## ACTIVITY
Restate all of the data exactly.
[[ RECORDS PROVIDED open ]]
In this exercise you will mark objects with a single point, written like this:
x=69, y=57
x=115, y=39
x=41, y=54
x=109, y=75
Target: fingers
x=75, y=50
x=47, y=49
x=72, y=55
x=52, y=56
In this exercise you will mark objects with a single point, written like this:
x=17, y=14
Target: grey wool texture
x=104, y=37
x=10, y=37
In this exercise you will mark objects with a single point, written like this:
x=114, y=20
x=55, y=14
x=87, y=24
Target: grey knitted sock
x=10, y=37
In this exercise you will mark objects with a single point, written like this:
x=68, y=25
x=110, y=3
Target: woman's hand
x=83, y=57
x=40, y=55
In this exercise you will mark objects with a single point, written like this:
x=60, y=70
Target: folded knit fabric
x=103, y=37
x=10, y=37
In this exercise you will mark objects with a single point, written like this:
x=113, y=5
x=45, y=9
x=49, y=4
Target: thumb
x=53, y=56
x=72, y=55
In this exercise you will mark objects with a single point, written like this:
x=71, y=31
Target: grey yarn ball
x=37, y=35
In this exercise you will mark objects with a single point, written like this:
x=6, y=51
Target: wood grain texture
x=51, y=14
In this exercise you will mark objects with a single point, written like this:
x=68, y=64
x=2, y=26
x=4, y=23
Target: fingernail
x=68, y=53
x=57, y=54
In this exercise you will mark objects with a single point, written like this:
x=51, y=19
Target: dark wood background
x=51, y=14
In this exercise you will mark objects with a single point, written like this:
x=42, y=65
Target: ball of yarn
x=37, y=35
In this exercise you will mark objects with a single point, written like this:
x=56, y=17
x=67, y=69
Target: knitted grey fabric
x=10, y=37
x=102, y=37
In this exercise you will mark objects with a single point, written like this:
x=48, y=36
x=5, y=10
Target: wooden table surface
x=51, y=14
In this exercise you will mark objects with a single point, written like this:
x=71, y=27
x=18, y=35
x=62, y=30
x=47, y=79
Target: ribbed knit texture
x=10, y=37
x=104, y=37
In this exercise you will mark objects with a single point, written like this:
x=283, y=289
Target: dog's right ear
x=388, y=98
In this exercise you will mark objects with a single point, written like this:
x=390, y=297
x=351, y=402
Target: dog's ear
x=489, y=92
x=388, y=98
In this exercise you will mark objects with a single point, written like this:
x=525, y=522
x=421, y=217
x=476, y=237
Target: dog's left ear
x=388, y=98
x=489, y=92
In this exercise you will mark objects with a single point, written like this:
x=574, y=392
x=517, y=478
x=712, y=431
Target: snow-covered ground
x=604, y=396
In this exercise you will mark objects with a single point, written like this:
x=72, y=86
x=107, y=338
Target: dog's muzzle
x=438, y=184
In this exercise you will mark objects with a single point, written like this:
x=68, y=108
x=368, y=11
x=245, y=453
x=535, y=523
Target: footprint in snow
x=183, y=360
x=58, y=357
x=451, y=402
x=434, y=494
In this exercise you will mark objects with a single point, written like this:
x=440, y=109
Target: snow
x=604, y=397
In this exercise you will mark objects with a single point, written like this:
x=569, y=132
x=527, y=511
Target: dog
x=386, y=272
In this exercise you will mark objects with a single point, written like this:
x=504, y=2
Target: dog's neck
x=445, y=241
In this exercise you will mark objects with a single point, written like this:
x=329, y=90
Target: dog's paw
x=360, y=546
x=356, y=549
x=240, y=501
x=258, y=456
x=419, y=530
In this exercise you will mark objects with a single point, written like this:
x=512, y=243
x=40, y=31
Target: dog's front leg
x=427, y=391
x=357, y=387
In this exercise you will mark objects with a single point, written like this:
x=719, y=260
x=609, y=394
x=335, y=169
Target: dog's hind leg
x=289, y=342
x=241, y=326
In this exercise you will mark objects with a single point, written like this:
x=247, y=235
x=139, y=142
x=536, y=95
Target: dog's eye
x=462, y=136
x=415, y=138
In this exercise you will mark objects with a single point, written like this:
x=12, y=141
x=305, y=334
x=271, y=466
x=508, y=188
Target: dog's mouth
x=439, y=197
[[ RECORDS PROVIDED closed ]]
## SOLUTION BELOW
In this exercise you will mark objects with a single point, written like this:
x=69, y=57
x=115, y=39
x=41, y=54
x=109, y=75
Target: fingers
x=75, y=50
x=47, y=49
x=72, y=55
x=52, y=56
In this exercise you will mark objects with a single point, written like this:
x=17, y=14
Target: grey wool texture
x=104, y=37
x=10, y=37
In this exercise you will mark objects with a single point, written like this:
x=114, y=20
x=55, y=14
x=87, y=24
Target: grey knitted sock
x=10, y=37
In this exercise you will mark objects with a single point, written like this:
x=68, y=25
x=110, y=3
Target: woman's hand
x=83, y=57
x=40, y=55
In this exercise you will mark objects with a single point, written like this:
x=60, y=70
Target: folded knit fabric
x=103, y=37
x=10, y=37
In this exercise you will mark objects with a single point, written like this:
x=113, y=5
x=45, y=9
x=49, y=4
Target: thumb
x=53, y=56
x=72, y=55
In this exercise you will mark objects with a single point, written like this:
x=71, y=31
Target: grey yarn ball
x=37, y=35
In this exercise you will mark objects with a single point, written like this:
x=6, y=51
Target: wood grain texture
x=51, y=14
In this exercise you will mark objects with a single point, written like this:
x=68, y=64
x=2, y=26
x=4, y=23
Target: fingernail
x=68, y=53
x=57, y=54
In this exercise you will mark objects with a single point, written like this:
x=51, y=19
Target: dark wood background
x=51, y=14
In this exercise you will mark objects with a single point, written like this:
x=42, y=65
Target: ball of yarn
x=37, y=35
In this exercise you will mark objects with a single point, written like this:
x=56, y=17
x=67, y=69
Target: knitted grey fabric
x=10, y=37
x=102, y=37
In this exercise you will mark objects with a single point, written like this:
x=48, y=36
x=5, y=10
Target: wooden table surface
x=51, y=14
In this exercise you will mark objects with a single point, written like this:
x=71, y=27
x=18, y=35
x=62, y=30
x=47, y=79
Target: ribbed knit texture
x=10, y=37
x=104, y=37
In this exercise you will mark objects with a single point, written like this:
x=283, y=289
Target: dog's right ear
x=388, y=98
In this exercise you will mark objects with a single point, written like this:
x=390, y=297
x=351, y=402
Target: dog's ear
x=489, y=92
x=388, y=98
In this exercise you will mark objects with a single point, written like this:
x=525, y=522
x=421, y=217
x=476, y=237
Target: dog's left ear
x=388, y=98
x=489, y=92
In this exercise you will mark objects with a single point, written like this:
x=574, y=392
x=517, y=478
x=712, y=431
Target: snow-covered ground
x=604, y=396
In this exercise you will mark objects with a single point, written like this:
x=72, y=86
x=107, y=338
Target: dog's muzzle
x=438, y=184
In this exercise you will mark objects with a single point, written like this:
x=68, y=108
x=368, y=11
x=245, y=453
x=535, y=523
Target: footprint in snow
x=183, y=360
x=58, y=357
x=451, y=402
x=434, y=494
In this exercise you will mark objects with a single point, written like this:
x=440, y=109
Target: snow
x=604, y=397
In this exercise you will mark objects with a single point, written like this:
x=569, y=132
x=527, y=511
Target: dog
x=386, y=272
In this exercise you will mark objects with a single point, written like this:
x=504, y=2
Target: dog's neck
x=445, y=241
In this exercise you will mark objects with a single point, written like this:
x=329, y=90
Target: dog's paw
x=360, y=546
x=356, y=549
x=240, y=501
x=258, y=456
x=419, y=530
In this exercise you will mark objects with a single point, written like this:
x=512, y=243
x=40, y=31
Target: dog's front leg
x=427, y=391
x=357, y=387
In this exercise you will mark objects with a single point, written like this:
x=719, y=260
x=609, y=394
x=335, y=169
Target: dog's hind leg
x=289, y=342
x=241, y=326
In this exercise you will mark objects with a single point, written like this:
x=247, y=235
x=139, y=142
x=536, y=95
Target: dog's eye
x=462, y=136
x=415, y=138
In this exercise you will mark objects with a single point, written like this:
x=12, y=141
x=305, y=334
x=271, y=466
x=508, y=188
Target: dog's mouth
x=439, y=197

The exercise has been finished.